Position annotation records

▶

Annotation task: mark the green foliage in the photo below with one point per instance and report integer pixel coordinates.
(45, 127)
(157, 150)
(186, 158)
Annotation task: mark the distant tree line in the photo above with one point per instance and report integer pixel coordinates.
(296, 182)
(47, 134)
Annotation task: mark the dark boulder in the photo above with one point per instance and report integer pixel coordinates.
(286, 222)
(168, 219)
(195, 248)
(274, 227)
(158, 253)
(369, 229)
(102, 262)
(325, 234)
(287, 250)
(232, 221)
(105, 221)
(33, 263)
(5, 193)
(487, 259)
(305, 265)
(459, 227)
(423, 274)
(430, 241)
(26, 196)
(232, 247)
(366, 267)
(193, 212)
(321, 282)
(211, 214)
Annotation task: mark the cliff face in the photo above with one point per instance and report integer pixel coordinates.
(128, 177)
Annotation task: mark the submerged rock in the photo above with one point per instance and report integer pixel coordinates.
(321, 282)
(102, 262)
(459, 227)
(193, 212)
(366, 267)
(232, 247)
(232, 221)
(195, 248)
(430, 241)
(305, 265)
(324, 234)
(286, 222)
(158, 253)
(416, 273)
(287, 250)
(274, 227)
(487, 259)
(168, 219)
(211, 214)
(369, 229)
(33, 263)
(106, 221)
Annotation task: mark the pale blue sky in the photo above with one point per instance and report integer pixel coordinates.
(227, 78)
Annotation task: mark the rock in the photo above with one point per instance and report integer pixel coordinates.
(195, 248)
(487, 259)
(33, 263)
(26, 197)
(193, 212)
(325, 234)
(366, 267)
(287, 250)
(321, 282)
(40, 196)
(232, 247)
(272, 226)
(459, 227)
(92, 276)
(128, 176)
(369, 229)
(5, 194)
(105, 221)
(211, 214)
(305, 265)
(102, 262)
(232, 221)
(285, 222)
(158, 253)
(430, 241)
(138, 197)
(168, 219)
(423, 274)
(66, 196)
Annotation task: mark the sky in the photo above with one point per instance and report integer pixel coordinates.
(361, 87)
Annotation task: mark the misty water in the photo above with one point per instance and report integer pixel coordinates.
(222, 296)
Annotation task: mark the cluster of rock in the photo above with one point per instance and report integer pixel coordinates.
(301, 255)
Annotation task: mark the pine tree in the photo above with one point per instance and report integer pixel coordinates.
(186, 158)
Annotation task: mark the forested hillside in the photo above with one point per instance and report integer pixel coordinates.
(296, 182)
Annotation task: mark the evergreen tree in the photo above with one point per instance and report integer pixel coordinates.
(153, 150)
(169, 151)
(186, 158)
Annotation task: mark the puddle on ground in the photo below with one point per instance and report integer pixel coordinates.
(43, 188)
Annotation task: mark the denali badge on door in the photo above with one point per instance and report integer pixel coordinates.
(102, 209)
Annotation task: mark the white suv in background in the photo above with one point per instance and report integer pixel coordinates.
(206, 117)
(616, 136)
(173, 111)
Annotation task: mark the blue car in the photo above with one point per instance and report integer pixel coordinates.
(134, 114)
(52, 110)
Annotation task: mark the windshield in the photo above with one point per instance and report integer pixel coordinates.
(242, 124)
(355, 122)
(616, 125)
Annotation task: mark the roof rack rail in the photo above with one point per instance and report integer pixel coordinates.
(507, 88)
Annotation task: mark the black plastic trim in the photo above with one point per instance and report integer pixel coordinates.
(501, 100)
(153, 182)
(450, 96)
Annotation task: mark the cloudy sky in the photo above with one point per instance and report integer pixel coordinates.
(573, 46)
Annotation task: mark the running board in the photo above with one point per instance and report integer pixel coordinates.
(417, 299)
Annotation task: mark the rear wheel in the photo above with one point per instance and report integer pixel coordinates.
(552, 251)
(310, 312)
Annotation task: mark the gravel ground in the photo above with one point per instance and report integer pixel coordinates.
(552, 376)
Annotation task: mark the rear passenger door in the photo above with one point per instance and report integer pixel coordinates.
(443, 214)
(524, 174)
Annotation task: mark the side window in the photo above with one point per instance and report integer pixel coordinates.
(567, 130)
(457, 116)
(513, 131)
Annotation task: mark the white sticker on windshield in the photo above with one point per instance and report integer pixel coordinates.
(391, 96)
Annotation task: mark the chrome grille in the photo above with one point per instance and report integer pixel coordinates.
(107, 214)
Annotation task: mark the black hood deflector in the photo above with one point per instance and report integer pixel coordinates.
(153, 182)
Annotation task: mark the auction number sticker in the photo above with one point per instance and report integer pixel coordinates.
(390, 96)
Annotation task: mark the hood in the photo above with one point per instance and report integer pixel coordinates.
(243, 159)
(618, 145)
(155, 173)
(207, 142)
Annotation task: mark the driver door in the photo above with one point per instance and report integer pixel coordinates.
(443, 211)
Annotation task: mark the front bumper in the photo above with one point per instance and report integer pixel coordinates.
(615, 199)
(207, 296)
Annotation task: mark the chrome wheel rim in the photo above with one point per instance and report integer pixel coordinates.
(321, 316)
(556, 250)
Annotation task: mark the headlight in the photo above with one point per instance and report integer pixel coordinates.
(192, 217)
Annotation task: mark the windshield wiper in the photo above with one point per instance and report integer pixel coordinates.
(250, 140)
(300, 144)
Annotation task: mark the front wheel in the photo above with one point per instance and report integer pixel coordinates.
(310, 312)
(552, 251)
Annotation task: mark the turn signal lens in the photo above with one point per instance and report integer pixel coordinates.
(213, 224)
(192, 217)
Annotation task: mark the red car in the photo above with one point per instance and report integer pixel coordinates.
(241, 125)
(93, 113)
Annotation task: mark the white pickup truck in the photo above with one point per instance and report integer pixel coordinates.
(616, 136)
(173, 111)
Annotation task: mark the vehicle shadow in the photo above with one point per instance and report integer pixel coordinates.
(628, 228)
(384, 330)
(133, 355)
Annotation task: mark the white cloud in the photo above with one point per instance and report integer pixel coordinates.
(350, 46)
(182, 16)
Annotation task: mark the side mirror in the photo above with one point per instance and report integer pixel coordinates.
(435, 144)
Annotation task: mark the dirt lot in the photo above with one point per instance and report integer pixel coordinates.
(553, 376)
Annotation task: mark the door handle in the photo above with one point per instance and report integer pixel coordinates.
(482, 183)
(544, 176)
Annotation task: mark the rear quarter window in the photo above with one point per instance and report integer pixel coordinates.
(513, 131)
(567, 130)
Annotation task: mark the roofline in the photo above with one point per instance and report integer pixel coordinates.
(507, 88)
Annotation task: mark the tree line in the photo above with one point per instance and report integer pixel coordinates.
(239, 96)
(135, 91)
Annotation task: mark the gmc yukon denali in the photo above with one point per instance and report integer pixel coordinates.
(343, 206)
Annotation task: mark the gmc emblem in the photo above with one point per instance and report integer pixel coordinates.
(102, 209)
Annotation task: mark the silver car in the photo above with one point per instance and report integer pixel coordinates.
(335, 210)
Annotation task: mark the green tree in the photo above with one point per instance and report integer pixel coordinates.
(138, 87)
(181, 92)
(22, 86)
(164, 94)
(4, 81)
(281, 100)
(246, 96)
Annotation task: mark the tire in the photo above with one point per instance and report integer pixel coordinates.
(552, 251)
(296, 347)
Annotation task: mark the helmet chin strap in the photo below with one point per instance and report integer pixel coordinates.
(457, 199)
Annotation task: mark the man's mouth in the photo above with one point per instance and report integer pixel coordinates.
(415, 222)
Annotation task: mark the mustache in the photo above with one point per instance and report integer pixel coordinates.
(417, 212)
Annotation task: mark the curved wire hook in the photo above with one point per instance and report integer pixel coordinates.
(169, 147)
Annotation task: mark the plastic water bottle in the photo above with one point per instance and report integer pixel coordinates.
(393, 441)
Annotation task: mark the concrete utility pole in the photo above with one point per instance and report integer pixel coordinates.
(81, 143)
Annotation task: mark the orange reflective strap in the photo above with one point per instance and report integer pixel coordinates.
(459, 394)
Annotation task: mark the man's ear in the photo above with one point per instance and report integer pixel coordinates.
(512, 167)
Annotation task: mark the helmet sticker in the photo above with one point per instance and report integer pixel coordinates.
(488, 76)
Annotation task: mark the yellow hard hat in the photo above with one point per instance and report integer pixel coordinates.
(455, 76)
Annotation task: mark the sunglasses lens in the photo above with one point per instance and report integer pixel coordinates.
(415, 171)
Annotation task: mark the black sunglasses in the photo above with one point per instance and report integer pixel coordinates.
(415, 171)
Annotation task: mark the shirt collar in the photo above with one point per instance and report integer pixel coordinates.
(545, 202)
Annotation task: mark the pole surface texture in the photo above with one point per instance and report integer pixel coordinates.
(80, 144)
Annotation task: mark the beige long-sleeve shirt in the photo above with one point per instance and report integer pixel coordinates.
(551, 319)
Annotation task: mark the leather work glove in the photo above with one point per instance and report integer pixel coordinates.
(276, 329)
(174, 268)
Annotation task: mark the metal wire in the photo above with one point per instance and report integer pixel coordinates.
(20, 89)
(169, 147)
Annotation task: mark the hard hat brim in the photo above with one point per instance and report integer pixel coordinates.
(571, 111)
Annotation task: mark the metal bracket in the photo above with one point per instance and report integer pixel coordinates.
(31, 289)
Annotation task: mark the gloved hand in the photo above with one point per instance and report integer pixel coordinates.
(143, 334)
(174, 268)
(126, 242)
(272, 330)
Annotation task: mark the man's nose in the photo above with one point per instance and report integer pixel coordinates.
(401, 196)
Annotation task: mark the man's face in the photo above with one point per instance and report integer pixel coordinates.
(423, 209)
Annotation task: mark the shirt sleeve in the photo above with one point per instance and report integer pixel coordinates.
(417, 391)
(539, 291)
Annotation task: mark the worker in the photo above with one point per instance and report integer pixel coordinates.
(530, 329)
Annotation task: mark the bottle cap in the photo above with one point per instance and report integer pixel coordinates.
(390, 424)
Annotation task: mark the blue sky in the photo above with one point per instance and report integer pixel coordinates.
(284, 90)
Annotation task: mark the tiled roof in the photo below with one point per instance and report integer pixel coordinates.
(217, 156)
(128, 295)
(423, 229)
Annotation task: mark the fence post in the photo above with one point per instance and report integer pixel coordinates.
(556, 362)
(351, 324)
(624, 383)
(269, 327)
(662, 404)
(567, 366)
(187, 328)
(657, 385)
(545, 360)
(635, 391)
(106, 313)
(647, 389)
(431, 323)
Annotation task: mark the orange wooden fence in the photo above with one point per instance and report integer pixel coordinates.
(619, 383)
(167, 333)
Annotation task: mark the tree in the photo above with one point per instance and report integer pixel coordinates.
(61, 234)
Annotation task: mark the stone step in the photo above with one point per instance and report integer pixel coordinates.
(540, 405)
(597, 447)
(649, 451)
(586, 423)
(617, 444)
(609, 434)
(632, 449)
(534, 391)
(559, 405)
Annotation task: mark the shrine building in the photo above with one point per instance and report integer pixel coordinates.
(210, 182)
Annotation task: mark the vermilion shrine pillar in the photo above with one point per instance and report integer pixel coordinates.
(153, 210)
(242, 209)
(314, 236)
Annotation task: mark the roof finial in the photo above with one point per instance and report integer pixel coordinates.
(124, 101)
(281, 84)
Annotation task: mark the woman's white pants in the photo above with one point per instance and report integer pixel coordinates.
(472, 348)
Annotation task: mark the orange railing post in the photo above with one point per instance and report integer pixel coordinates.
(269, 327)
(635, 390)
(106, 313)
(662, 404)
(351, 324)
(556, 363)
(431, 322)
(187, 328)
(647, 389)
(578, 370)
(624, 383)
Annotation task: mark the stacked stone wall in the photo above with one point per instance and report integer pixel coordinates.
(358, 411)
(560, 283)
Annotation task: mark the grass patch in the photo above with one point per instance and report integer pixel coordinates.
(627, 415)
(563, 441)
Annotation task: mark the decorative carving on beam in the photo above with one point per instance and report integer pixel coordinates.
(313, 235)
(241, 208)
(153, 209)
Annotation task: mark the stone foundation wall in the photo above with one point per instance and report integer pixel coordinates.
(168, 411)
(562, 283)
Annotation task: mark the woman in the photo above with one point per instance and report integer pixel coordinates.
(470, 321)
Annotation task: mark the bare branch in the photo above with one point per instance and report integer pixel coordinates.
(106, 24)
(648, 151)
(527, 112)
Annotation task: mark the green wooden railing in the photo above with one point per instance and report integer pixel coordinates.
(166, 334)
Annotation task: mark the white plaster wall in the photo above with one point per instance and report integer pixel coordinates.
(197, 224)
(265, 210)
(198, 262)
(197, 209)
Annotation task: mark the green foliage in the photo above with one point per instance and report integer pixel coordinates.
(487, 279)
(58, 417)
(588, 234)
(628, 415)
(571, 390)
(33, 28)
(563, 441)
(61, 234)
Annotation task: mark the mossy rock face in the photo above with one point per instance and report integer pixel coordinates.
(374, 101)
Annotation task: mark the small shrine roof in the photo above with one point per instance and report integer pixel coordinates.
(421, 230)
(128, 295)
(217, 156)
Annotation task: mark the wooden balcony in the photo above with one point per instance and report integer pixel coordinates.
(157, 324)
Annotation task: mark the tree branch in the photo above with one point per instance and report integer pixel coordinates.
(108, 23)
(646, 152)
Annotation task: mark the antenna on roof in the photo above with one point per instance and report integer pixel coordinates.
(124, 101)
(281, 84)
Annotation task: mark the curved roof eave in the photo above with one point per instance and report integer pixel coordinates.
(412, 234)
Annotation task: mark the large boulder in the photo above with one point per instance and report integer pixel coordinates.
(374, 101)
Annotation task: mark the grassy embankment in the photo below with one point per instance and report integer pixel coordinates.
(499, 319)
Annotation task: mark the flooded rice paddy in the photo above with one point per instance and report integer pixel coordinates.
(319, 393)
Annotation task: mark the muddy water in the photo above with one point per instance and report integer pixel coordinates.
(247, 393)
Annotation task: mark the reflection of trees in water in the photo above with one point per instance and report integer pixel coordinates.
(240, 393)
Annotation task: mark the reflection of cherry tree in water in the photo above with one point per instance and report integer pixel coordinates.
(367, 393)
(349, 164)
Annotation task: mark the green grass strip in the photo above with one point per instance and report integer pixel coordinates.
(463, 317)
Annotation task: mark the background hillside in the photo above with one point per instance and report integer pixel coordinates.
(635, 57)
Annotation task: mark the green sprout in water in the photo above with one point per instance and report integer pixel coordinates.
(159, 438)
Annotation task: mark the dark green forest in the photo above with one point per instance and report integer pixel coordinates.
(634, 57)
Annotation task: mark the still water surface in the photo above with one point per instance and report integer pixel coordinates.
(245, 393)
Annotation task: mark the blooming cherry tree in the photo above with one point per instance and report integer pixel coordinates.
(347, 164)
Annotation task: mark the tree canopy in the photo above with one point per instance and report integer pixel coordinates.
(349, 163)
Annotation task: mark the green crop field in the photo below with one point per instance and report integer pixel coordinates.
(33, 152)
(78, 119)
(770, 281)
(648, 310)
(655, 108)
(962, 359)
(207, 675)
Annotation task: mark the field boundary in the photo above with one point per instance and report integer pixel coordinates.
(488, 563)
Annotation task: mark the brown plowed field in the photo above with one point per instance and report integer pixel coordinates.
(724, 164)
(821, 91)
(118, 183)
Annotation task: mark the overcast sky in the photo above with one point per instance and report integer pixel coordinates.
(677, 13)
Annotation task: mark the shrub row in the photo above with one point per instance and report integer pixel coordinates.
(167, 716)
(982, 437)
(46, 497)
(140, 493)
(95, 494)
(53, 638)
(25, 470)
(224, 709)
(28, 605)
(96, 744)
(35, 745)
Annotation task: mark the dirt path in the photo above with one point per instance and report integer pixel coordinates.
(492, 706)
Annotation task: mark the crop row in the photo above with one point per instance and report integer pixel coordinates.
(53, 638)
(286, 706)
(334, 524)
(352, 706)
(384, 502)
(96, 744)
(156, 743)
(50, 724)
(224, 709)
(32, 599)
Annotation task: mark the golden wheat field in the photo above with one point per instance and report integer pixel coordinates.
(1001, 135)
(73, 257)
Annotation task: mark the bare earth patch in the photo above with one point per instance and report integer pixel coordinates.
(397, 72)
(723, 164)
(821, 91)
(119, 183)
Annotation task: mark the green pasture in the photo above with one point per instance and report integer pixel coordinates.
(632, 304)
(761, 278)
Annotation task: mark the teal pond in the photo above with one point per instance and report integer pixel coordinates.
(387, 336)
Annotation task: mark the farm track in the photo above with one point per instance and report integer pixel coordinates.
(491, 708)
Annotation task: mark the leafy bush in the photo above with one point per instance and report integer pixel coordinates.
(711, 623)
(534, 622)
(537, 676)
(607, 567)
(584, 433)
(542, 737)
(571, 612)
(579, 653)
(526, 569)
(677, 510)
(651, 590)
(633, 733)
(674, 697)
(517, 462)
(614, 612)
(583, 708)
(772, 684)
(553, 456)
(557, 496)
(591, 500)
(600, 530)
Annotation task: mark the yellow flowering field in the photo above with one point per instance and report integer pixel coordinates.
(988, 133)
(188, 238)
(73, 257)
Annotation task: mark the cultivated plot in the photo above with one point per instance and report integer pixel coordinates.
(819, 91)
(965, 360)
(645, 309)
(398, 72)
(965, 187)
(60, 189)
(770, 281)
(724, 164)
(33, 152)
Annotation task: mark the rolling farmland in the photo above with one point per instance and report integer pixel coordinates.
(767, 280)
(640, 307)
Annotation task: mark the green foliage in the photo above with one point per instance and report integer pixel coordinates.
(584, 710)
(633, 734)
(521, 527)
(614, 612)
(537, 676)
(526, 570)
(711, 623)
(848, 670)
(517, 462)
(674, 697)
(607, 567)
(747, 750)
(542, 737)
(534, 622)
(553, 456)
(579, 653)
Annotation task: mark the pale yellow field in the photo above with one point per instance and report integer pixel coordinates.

◀

● DO THIS:
Print only the lines from the one with "Annotation task: mark the cultivated" to the end of the records, both included.

● ANSWER TO THIS EXERCISE:
Annotation task: mark the cultivated plot in the photo above with one point per instance and report integer pixel coordinates.
(819, 91)
(965, 360)
(645, 309)
(398, 72)
(965, 187)
(60, 189)
(770, 281)
(724, 164)
(33, 152)
Annotation task: mark the rolling farmland in the photo above with one point per instance and report integer pixel coordinates.
(767, 280)
(640, 307)
Annotation task: mark the green foliage in the photo above with one point per instance and report integer pixel coordinates.
(584, 710)
(633, 734)
(521, 527)
(614, 612)
(537, 676)
(526, 570)
(711, 623)
(848, 670)
(517, 462)
(674, 697)
(607, 567)
(747, 750)
(542, 737)
(534, 622)
(553, 456)
(579, 653)
Annotation task: mark the pale yellow field in the photo above with one point per instance and report integer pixel coordinates.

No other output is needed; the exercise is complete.